▸ **CHALLENGE 1**:
Decide whether each statement below agrees with the ocean acidification piece. Answer yes or no for each, quoting the exact words of the piece that settle it.
(a) The writer grew up harvesting salmon in Prince William Sound.
(b) Pteropods make up a quarter of the diet of juvenile pink salmon.
(c) The Exxon Valdez oil spill took place on the 25th anniversary of the 1964 earthquake.
▸ **CHALLENGE 2**:
Render this sentence from the ocean acidification piece in French: "I’ve experienced how long it takes impacted ecosystems to recover."
▸ **CHALLENGE 3**:
Extend the ocean acidification piece, starting after its final sentence about pink salmon fisheries.

Among the many well-known threats to Alaska from climate change, ocean acidification may be the most serious facing our state’s fisheries, with recent studies predicting drastic declines in the number and health of our crabs.

As a Copper River salmon fisherman who grew up harvesting crab and herring in Prince William Sound, I’ve been following this issue with a sense of alarm that borders on sheer terror. The health of Alaska’s environment and economy depends on reducing the human-induced carbon dioxide emissions that are causing the oceans to rise and become more acidic.

And that means burning less fossil fuel and giving up on dangerous offshore drilling projects like the ones in Cook Inlet and Chukchi and Beaufort seas that the Obama administration is proposing for its new five-year offshore energy plan, to the disappointment of many.

I’ve experienced how long it takes impacted ecosystems to recover. Crustaceans such as crab and shrimp in the Gulf of Alaska took a heavy hit in the major 1964 earthquake, one they’re still recovering from. On the 25th anniversary of the ’64 quake, we had to endure the disastrous effects of the 1989 Exxon Valdez oil spill that still linger today.

As the crab, shrimp and razor clams slowly make a comeback over 50 years later, recovering from the ’64 quake and the Exxon spill 27 years ago, now we face the specter of ocean warming and acidification.

Earlier this year, a set of new studies by the National Oceanic and Atmospheric Administration concluded that ocean acidification caused by climate change could cause a decline in numbers of Alaska crab species and prevent young crabs from reaching maturity.

We must wonder if our oceans will continue to provide for us — and for the rest of a country that gets 60 percent of its seafood from Alaska fisheries — and if so, for how long.

In Alaska, ocean acidification will also affect salmon fisheries. One of the most important food sources for salmon are small, fragile sea snails called pteropods, which are highly vulnerable to ocean acidification. Pteropods comprise 25 percent of the diet of juvenile pink salmon. Ocean acidification is already reducing the abundance of these sea snails and it could have devastating consequences for pink salmon fisheries, one of the most productive salmon fisheries in Alaska.

▸ **INFORMATION GIVEN**:
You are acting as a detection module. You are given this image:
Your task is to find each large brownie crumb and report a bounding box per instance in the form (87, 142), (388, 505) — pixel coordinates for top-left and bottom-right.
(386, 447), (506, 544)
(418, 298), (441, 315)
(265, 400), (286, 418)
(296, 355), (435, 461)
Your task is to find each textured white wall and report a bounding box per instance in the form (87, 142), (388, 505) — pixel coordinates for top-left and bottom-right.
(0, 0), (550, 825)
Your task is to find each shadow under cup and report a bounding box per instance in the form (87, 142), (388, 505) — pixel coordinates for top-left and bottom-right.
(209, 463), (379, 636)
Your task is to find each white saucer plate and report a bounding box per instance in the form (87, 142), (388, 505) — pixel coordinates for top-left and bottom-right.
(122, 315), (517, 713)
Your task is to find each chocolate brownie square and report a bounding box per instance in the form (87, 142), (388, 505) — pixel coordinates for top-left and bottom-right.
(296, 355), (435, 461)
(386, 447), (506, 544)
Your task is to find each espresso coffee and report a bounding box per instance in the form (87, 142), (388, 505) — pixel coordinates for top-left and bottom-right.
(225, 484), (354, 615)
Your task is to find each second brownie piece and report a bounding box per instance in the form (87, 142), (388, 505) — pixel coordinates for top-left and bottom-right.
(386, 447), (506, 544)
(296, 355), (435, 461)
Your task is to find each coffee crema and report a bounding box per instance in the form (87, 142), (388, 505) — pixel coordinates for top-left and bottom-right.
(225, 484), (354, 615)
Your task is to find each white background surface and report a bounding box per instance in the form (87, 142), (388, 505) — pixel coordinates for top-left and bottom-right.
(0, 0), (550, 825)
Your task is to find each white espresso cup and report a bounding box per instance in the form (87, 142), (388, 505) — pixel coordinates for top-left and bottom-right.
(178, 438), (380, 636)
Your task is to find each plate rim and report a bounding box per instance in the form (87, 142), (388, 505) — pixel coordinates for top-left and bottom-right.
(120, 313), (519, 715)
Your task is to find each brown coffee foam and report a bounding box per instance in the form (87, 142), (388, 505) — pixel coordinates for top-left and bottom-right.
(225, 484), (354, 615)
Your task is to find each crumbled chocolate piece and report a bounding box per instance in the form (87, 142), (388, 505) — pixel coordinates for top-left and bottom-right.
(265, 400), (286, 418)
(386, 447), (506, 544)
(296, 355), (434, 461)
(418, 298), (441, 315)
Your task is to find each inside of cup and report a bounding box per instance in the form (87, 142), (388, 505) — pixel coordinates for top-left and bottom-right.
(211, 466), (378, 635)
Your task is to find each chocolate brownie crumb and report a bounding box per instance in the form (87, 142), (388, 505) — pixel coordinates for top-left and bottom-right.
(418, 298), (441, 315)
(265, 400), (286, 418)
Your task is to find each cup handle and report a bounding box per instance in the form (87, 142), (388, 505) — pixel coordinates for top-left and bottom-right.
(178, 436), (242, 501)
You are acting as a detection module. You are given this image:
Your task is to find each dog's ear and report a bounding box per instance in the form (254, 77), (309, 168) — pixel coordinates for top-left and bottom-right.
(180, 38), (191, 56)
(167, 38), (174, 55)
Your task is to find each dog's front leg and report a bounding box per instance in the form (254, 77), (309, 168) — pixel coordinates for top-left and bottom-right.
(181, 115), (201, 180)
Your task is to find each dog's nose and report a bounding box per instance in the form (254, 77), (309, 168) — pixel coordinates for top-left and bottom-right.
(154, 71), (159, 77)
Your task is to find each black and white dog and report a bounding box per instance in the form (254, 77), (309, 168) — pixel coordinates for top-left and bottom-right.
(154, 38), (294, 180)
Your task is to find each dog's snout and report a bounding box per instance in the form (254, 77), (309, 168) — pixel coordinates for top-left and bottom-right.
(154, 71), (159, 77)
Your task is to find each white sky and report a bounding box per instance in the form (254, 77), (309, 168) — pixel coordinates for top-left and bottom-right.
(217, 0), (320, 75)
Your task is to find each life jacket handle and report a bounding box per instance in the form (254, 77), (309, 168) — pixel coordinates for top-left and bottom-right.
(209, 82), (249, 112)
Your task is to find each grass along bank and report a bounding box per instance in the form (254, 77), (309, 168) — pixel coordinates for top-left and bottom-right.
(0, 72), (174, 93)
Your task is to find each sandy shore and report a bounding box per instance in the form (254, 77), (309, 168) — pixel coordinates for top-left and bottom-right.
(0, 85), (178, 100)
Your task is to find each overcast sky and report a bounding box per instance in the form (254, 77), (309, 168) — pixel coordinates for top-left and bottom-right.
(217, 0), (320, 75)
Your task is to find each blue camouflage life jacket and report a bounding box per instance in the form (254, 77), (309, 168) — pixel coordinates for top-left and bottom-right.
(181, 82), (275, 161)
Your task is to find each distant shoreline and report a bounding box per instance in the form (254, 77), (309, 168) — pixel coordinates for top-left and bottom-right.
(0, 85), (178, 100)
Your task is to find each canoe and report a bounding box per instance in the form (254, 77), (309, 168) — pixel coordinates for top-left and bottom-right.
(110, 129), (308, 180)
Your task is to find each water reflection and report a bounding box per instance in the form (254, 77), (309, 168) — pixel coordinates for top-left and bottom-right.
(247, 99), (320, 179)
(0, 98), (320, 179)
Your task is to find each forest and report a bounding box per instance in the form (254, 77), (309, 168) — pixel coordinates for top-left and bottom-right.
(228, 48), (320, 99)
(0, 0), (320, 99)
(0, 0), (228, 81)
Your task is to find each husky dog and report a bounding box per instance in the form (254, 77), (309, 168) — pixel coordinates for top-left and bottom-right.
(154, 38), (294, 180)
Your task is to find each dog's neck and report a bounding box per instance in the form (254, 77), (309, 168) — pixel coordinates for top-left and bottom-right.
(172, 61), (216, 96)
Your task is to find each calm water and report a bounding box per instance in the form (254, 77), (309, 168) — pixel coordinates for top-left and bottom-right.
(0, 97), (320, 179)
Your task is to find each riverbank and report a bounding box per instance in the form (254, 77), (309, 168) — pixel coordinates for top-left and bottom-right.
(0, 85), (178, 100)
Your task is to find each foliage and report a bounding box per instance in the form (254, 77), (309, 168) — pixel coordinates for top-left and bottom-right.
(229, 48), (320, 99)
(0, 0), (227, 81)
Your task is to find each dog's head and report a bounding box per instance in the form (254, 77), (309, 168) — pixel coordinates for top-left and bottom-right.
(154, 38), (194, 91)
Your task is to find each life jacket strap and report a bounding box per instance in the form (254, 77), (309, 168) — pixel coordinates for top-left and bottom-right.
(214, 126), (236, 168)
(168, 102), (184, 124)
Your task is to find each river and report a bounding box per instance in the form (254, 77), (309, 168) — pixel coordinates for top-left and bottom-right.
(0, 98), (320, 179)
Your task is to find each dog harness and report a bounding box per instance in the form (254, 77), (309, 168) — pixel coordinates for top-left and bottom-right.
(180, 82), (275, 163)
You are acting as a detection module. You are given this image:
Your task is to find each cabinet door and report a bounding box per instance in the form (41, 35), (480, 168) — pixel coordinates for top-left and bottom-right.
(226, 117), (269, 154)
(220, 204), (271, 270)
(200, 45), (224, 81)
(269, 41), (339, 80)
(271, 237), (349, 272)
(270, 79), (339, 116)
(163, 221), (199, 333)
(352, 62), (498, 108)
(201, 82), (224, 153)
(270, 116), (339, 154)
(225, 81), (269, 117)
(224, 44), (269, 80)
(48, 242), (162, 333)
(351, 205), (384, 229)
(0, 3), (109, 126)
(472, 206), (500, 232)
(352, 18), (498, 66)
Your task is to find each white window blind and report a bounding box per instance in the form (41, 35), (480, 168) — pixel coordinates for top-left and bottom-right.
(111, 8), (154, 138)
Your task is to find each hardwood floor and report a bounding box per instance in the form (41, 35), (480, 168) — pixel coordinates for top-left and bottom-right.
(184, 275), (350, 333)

▸ **TASK OUTPUT 1**:
(a) No: "grew up harvesting crab and herring in Prince William Sound"
(b) Yes: "Pteropods comprise 25 percent of the diet of juvenile pink salmon."
(c) Yes: "On the 25th anniversary of the ’64 quake, we had to endure the disastrous effects of the 1989 Exxon Valdez oil spill"

▸ **TASK OUTPUT 2**:
J’ai vu par moi-même combien de temps il faut aux écosystèmes touchés pour se rétablir.

▸ **TASK OUTPUT 3**:
Scientists working on ocean acidification are predicting that some fish species may cease to exist in Alaska around 2100 if nothing changes drastically in ocean management policies and the amount of carbon dioxide spewed into the air, about 30 percent of which gets absorbed by the ocean.

“The situation doesn’t look good,” Dr. Bob Foy, head of the Kodiak Lab for Alaska Fisheries Science Center, said in a recent presentation on how acidification is hurting shell development in crabs and other shellfish.

Research is lagging way behind, so Alaska’s thriving commercial fishing and subsistence way of life is in jeopardy. We can all do our part by demanding that the state and federal governments, along with private philanthropists, corporations, and foundations, increase funding for ocean acidification research and mitigation.

But the biggest single thing we can do is to become leaders in the global movement to address climate change. Alaska and the fishing industry on the front lines of this struggle and our way of life depends on moving quickly into a clean energy future.

Indigenous leaders, corporations, government, scientists, industry, and environmental groups, including fishermen and fishing organizations, need to come together as one voice and actively take a stand now, before it is too late.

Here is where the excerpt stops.